-- Start Source document --
Photographs by Alex Kozobolis
Last April my mum died. A few days later I received a package in the post, containing a picture postcard of a gannet and a CD. The postcard included some beautifully comforting words and the CD revealed several tracks of gorgeously meditative instrumental music. As I listened, the songs help soften my grief.
The package had been sent by Erland Cooper. I had previously interviewed the multi-instrumentalist in his role as one-third of The Magnetic North during a brilliant day out in Skelmersdale. We had kept in touch and exchanged emails but I was still overwhelmed by his act of kindness in the wake of my mother’s death. Apparently, I’m one of the very first people to hear what would become his debut album, Solan Goose.
It’s a record of simple beauty, exploring the place where electronic and classical music can co-habit, and inspired by Cooper’s childhood home of Orkney and birdwatching expeditions with his father. Via strings, piano and ambient guitar, Solan Goose, pulses with Orcadian spirit. Magnificently barren seascapes, Norse mythology, Neolithic history and the poetry of George Mackay Brown gush forth from the songs, each titled after a bird of Orkney.
And what fabulous names they are; a Solan goose is in fact the Orcadian name for a gannet, and the playful dialect produces joyous mouthfuls (a puffin is a Tammie Norie, a great skua is a Bonxie and the short-eared owl is, quite wonderfully, a Cattie-face.) I will from now on always call a kestrel a Moosiehaak – there is no going back.
-- End Source document --
-- Start Data for this task --
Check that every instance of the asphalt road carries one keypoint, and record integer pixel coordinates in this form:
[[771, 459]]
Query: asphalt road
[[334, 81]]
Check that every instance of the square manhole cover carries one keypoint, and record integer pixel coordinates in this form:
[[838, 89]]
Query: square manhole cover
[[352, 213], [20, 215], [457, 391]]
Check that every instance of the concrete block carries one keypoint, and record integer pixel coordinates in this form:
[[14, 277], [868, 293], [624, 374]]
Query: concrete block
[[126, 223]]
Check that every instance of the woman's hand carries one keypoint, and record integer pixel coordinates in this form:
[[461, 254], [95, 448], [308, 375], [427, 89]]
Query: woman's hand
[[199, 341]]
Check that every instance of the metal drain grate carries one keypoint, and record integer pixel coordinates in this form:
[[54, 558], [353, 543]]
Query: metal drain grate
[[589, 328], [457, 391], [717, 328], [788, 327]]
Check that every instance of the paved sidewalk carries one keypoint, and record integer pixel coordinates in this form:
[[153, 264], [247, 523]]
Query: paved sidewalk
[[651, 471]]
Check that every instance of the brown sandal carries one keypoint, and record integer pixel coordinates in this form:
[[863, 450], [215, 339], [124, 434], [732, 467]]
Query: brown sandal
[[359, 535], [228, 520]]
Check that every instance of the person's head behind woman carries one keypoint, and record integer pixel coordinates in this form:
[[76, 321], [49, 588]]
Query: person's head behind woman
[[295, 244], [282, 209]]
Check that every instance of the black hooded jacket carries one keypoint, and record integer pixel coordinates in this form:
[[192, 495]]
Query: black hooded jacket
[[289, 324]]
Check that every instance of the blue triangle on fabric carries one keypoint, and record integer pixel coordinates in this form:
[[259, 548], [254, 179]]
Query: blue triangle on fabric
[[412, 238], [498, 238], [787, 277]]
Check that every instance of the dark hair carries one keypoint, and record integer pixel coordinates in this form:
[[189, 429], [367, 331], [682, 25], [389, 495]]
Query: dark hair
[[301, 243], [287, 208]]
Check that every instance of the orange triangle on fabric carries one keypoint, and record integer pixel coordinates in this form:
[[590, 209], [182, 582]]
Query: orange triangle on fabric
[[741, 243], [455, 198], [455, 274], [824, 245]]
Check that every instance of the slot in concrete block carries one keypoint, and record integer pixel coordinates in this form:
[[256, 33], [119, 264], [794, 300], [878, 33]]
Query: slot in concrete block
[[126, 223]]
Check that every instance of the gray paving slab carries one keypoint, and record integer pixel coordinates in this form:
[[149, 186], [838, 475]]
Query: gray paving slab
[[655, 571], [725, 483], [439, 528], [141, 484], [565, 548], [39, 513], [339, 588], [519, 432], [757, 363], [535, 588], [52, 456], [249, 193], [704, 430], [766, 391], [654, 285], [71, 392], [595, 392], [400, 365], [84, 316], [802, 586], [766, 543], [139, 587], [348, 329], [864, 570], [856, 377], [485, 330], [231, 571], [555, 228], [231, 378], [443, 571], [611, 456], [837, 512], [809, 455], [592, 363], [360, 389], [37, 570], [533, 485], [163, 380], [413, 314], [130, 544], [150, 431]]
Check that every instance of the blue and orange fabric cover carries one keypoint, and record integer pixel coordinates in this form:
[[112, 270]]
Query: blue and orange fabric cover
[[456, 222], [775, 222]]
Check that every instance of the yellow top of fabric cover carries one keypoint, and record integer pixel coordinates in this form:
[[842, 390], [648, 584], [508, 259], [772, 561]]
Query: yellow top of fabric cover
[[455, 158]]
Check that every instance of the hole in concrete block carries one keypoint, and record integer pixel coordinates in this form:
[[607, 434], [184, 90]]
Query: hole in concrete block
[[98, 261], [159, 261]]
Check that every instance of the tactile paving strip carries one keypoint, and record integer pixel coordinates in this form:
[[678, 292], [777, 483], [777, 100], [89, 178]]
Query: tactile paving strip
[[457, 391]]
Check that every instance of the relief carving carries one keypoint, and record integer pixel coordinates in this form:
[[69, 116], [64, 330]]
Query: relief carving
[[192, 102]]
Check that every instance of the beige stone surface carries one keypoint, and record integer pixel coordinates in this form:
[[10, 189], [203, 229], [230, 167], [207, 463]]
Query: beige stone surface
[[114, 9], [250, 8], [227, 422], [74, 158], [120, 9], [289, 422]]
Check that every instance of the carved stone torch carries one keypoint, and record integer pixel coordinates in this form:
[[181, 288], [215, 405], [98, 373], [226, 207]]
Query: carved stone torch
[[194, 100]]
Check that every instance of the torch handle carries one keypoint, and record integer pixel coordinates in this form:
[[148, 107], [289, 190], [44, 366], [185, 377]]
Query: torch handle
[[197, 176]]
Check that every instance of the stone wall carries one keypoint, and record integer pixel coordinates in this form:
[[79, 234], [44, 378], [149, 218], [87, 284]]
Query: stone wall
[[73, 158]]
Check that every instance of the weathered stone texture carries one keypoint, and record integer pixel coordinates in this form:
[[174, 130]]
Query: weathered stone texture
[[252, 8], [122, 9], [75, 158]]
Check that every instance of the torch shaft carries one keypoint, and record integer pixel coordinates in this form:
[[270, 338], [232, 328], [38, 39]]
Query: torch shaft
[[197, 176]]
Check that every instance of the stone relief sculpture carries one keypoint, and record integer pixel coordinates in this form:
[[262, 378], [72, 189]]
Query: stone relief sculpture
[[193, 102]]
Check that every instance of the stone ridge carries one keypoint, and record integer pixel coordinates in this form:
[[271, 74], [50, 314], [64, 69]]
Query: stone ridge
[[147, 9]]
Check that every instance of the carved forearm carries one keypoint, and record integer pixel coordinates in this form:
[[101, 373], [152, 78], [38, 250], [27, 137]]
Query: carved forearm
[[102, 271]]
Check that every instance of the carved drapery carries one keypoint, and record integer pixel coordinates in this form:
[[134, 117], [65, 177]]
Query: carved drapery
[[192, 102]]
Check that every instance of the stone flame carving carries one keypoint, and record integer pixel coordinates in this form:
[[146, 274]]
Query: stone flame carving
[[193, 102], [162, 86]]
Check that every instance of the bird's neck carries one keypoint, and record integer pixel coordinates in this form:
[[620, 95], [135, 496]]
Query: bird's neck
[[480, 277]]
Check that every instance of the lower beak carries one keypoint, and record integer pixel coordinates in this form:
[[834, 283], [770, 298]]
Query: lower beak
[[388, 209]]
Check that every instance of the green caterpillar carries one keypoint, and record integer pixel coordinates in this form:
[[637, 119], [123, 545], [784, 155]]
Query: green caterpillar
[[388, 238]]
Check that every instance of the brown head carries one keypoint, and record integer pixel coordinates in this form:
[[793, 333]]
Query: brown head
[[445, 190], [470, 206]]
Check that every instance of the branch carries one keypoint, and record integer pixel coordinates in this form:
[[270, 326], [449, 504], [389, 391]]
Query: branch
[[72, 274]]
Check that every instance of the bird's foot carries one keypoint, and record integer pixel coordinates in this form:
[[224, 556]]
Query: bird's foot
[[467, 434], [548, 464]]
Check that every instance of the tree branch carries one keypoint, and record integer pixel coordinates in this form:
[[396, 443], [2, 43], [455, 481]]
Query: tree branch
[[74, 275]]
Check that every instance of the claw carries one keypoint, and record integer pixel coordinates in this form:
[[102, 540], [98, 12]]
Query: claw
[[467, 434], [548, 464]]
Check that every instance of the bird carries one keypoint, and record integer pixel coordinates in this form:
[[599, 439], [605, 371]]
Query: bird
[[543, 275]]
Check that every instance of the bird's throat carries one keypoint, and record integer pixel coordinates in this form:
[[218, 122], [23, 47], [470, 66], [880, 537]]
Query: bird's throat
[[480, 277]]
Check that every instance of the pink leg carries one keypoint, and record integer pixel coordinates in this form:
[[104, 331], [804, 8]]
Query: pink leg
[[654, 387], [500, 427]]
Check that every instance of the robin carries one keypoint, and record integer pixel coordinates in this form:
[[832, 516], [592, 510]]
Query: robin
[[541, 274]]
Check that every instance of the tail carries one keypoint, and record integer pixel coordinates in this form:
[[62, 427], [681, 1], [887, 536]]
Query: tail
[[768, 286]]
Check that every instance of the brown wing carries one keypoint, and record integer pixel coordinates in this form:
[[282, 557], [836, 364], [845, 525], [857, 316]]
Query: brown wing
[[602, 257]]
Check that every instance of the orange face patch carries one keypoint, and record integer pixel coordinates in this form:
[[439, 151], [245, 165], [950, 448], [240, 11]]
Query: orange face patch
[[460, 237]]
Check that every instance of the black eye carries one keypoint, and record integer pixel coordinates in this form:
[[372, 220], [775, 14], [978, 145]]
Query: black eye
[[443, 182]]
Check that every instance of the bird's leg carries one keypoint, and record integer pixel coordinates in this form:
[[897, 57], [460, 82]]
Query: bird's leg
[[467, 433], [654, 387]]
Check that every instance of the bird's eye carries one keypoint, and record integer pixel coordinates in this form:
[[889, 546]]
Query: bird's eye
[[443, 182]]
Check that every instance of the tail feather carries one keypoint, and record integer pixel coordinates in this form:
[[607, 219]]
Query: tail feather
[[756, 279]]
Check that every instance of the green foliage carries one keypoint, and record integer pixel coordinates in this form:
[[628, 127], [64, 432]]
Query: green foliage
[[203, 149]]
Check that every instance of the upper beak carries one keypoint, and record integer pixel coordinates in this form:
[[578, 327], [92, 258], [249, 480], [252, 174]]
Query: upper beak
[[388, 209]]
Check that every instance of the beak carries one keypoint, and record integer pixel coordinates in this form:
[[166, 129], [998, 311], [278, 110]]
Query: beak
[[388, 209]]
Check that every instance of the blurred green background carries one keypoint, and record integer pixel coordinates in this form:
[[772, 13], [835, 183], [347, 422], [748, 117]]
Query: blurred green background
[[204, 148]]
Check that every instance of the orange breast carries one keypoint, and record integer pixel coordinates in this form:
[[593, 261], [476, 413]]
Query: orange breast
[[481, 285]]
-- End Data for this task --
**What this exercise asks**.
**1.** Please quote the album review word for word, everything from "The package had" down to "bird of Orkney.".
**2.** In the entries, rewrite everything from the line containing "Check that every instance of the green caterpillar" down to the line containing "[[541, 274]]", changing "robin" to "songbird" and leaving all else as it stands. Return only those lines.

**Answers for the tasks**.
**1.**
The package had been sent by Erland Cooper. I had previously interviewed the multi-instrumentalist in his role as one-third of The Magnetic North during a brilliant day out in Skelmersdale. We had kept in touch and exchanged emails but I was still overwhelmed by his act of kindness in the wake of my mother’s death. Apparently, I’m one of the very first people to hear what would become his debut album, Solan Goose.
It’s a record of simple beauty, exploring the place where electronic and classical music can co-habit, and inspired by Cooper’s childhood home of Orkney and birdwatching expeditions with his father. Via strings, piano and ambient guitar, Solan Goose, pulses with Orcadian spirit. Magnificently barren seascapes, Norse mythology, Neolithic history and the poetry of George Mackay Brown gush forth from the songs, each titled after a bird of Orkney.

**2.**
Check that every instance of the green caterpillar carries one keypoint, and record integer pixel coordinates in this form:
[[637, 119], [123, 545], [784, 155]]
Query: green caterpillar
[[388, 238]]
Check that every instance of the brown head carries one keypoint, and record integer pixel coordinates in this form:
[[793, 333]]
Query: brown head
[[445, 190], [470, 206]]
Check that every instance of the branch carries one keypoint, and record integer pixel coordinates in this form:
[[270, 326], [449, 504], [389, 391]]
Query: branch
[[72, 274]]
Check that every instance of the bird's foot carries one keypoint, and record integer pixel coordinates in this form:
[[224, 556]]
Query: bird's foot
[[467, 434], [548, 464]]
Check that every instance of the tree branch carries one keypoint, and record integer pixel coordinates in this form:
[[396, 443], [2, 43], [455, 481]]
Query: tree branch
[[74, 275]]
Check that every instance of the claw carries one keypoint, and record integer pixel coordinates in this form:
[[102, 540], [98, 12]]
Query: claw
[[467, 434], [548, 464]]
Check that every instance of the bird carries one keypoint, and record integer pixel coordinates in this form:
[[599, 439], [605, 371]]
Query: bird
[[543, 275]]
Check that every instance of the bird's throat carries one keypoint, and record integer pixel coordinates in this form:
[[218, 122], [23, 47], [470, 66], [880, 537]]
Query: bird's throat
[[480, 277]]
Check that every instance of the pink leg carries one keypoint, and record integer pixel coordinates in this form:
[[104, 331], [804, 8]]
Query: pink leg
[[654, 387], [500, 427]]
Check that every instance of the songbird carries one keypoint, and record integer pixel coordinates in this form:
[[832, 516], [592, 510]]
Query: songbird
[[541, 274]]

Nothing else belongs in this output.